■ What you will do ■
Repeat, without any change, the entries presented below.

■ Data for this task ■
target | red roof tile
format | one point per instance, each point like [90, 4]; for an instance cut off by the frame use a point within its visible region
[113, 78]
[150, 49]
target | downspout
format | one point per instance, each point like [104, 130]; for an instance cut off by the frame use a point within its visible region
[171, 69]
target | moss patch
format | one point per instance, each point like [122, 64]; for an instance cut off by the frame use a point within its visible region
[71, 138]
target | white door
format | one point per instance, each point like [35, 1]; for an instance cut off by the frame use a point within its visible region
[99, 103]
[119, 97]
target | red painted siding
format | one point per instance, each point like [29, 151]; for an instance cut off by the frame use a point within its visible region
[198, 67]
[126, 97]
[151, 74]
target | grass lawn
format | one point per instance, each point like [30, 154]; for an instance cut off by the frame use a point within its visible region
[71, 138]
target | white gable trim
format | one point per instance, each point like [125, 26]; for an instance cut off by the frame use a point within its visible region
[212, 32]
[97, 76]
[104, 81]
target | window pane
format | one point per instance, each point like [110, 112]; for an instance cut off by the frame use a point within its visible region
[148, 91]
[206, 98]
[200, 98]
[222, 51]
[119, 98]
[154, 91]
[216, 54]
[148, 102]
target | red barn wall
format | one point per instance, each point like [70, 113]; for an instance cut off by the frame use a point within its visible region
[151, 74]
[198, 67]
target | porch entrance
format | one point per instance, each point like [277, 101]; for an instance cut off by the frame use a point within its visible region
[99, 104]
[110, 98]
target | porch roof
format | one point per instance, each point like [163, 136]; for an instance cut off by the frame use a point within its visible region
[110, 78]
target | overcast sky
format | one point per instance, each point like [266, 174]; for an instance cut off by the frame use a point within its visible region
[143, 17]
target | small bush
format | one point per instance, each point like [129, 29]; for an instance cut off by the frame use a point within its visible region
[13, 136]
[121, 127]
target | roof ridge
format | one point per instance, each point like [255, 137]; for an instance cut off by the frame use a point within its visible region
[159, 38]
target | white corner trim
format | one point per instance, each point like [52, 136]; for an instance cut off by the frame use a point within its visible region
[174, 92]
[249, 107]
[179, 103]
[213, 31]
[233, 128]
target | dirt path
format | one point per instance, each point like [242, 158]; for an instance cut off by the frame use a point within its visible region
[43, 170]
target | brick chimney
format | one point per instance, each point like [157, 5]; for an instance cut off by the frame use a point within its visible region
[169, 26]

■ Task response ■
target | red roof tile
format | one point per instance, each point like [90, 4]; for an instance cut off by the frame use a point within its visible region
[113, 78]
[150, 49]
target | downspout
format | one point per instance, each point like [104, 130]; for an instance cut off by the frame use a point within its visible region
[171, 69]
target | moss patch
format | one point per instance, each point like [122, 64]; for an instance cut off by the frame use a point within its visible region
[71, 138]
target | white door
format | one point per instance, each point like [35, 1]; for an instance cut off by the frame use a point within its visible region
[99, 103]
[119, 97]
target | red painted siding
format | one point per instance, each point like [29, 151]; for an instance cut off by the frame use a point within its visible region
[198, 67]
[126, 97]
[151, 74]
target | grass lawn
format | one point per instance, each point like [30, 154]; for an instance cut off by the frame use a point within its visible region
[71, 138]
target | white gable trim
format | one point per instance, each point like [125, 26]; for an instance cut off by the frame use a point within its visible region
[212, 32]
[97, 76]
[104, 81]
target | window pane
format | one point per instance, each point like [110, 112]; for an instance cut off by the frame use a point within its visible region
[148, 91]
[206, 98]
[200, 98]
[222, 51]
[119, 98]
[154, 91]
[216, 54]
[148, 102]
target | red barn wall
format | one point per instance, each point like [70, 113]; for an instance cut off by the frame use a point within its visible region
[151, 74]
[198, 67]
target | porch entrance
format | one point per instance, each point like [277, 101]; for an instance cut off by the frame use a point within its visible region
[99, 104]
[110, 98]
target | porch roof
format | one point per instance, each point like [163, 136]; for an instance cut off by the frame use a point within its visible region
[110, 78]
target | overcast sky
format | one point per instance, each point like [266, 174]; for an instance cut off by the frame use a point within its visible region
[143, 17]
target | small bush
format | one point per instance, each point like [129, 29]; for an instance cut off by the frame use a point within its visible region
[13, 136]
[121, 127]
target | roof ridge
format | one point per instance, each point like [255, 137]; for an instance cut off by the frame use a point within its visible region
[159, 38]
target | white corner trim
format | one point per instance, each point like [52, 136]; for an instance cut off by the frame use a point within its visible region
[174, 92]
[249, 107]
[179, 103]
[213, 31]
[233, 128]
target | dirt path
format | one point per instance, each point like [242, 158]; for an instance cut off by the frame use a point within its visible region
[43, 170]
target | brick chimney
format | one point per instance, each point like [157, 5]; for an instance cut off by the frame use a point within its visible region
[169, 26]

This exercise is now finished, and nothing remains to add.